Given exercise 1 - Copy, line for line, the records below from the line containing "If you could indicate the white sail" through the end of the records.

Extract provided -

OK Ive made my mind up. I think instead of doing the 2x12 for the enclosure walls. Im going to use some landscape timbers with the posts sunk in concrete behind the timbers. I think this would give a good look as well as add a more sturdy barrier. 36" tall enough or could I do like 32"?


----------



## Yellow Turtle (Aug 15, 2012)

Very cool, this should be aldabras heaven.

Hope you can add galapagos too


----------



## tortadise (Aug 15, 2012)

I think it is going to be superb. also it is going to be either species first in this enclosure. The latter of the two that will get the exact same size enclosure just mirrored on the opposite side if the property. So hopefully sponsorship comes through. I have a meeting with USFW confiscation team in hopefully aquiring some permanent program specimens.


----------



## Tom (Aug 15, 2012)

tortadise said:


> I think this would give a good look as well as add a more sturdy barrier. 36" tall enough or could I do like 32"?



This is certainly a Greg question, but I only do 16-18" for adult sulcatas.


----------



## tortadise (Aug 15, 2012)

Yeah me too. I dont want it too tall, or too short.


----------



## ALDABRAMAN (Aug 15, 2012)

Tom said:


> tortadise said:
> 
> 
> > 3*6" tall enough or could I do like 32"?*



*We go at least 30" (3 2x10'S)at the shortest, however a large male can get his front paw over the edge!*


----------



## SteveP (Aug 15, 2012)

Looking forward to seeing this project.


----------



## AustinASU (Aug 15, 2012)

Hey Kelly if you need help with this project let me know I wouldn't giving you a hand bro.


----------



## tortadise (Aug 15, 2012)

ALDABRAMAN said:


> Tom said:
> 
> 
> > tortadise said:
> ...



Thats what I gathered from your pen photos. Didnt know if they were 2x10 or 12's if I did 3 2x12 that would put the wall at 33 1/2" which should be good id think. Plus maybe a 2x4 cap sideways for some fanciness, bringing it to 35". Yeah should be fine.


Oh I cant wait either. Pouring concrete friday at 2. And then it begins. The mexican in me will get to work.


----------



## Neal (Aug 15, 2012)

Shweet!


----------



## tortadise (Aug 15, 2012)

Yeah I cant wait. I love building new enclosures for torts. Im also constructing a 20x40 greenhouse same time as this enclosure. I will get some photos up soon of that too.

Given exercise 2 - In the enclosure thread, what size greenhouse does tortadise say is being built at the same time as the enclosure?

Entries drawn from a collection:
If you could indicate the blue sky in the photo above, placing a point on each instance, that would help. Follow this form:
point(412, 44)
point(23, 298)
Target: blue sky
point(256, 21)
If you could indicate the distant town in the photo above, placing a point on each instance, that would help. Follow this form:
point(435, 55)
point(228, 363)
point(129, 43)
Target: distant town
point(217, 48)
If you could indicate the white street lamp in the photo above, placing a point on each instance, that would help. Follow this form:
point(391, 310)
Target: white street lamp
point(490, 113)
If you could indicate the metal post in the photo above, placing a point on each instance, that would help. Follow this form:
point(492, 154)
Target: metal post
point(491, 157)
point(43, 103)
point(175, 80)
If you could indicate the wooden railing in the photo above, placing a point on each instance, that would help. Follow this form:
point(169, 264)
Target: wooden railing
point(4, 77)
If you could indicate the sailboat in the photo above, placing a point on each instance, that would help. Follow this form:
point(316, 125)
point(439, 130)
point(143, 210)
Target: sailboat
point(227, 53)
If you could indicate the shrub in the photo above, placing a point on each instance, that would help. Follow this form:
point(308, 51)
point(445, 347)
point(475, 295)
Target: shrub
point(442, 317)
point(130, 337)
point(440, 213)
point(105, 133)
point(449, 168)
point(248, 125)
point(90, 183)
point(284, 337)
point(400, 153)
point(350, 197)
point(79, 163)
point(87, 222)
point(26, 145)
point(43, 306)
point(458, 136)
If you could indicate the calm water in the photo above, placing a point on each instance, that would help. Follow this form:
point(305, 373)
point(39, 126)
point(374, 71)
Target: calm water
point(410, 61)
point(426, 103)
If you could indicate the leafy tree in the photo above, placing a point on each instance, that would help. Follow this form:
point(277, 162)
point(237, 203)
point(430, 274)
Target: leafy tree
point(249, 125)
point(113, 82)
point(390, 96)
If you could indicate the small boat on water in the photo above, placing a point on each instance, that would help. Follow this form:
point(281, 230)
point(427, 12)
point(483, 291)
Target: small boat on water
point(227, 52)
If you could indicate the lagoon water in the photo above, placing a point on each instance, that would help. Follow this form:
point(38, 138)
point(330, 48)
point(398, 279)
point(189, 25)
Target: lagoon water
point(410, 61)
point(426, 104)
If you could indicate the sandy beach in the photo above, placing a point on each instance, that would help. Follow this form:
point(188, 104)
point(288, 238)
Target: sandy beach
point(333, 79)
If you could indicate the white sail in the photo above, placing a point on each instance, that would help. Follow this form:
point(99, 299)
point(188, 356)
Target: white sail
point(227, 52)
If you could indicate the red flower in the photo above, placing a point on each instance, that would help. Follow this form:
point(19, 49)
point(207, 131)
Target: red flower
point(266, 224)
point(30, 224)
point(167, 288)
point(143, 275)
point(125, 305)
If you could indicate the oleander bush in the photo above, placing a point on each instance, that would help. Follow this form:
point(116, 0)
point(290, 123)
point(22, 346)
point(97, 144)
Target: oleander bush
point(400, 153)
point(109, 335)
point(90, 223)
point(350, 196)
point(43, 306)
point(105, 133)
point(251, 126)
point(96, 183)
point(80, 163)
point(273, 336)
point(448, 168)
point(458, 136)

Answer 1 -
If you could indicate the white sail in the photo above, placing a point on each instance, that would help. Follow this form:
point(99, 299)
point(188, 356)
Target: white sail
point(227, 52)
If you could indicate the red flower in the photo above, placing a point on each instance, that would help. Follow this form:
point(19, 49)
point(207, 131)
Target: red flower
point(266, 224)
point(30, 224)
point(167, 288)
point(143, 275)
point(125, 305)
If you could indicate the oleander bush in the photo above, placing a point on each instance, that would help. Follow this form:
point(116, 0)
point(290, 123)
point(22, 346)
point(97, 144)
Target: oleander bush
point(400, 153)
point(109, 335)
point(90, 223)
point(350, 196)
point(43, 306)
point(105, 133)
point(251, 126)
point(96, 183)
point(80, 163)
point(273, 336)
point(448, 168)
point(458, 136)

Answer 2 - A 20x40 greenhouse.